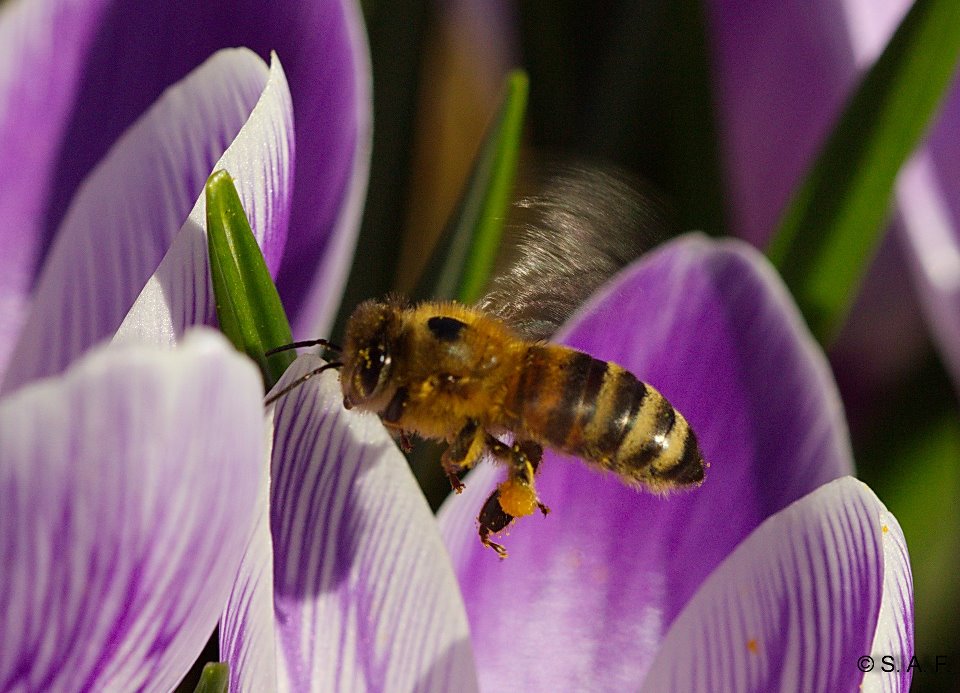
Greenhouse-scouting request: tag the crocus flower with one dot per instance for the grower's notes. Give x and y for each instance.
(131, 473)
(125, 513)
(779, 572)
(783, 74)
(98, 211)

+++

Update the records, replacing "crocus flower" with "crocus bloom" and keeping everything else unchanged. Omit the pictures from your answer.

Greenhouse-scouting request: tag the crocus bloom with one dot per instance for the grower's notes. Give x and y for each instance.
(131, 473)
(125, 513)
(779, 572)
(783, 74)
(98, 211)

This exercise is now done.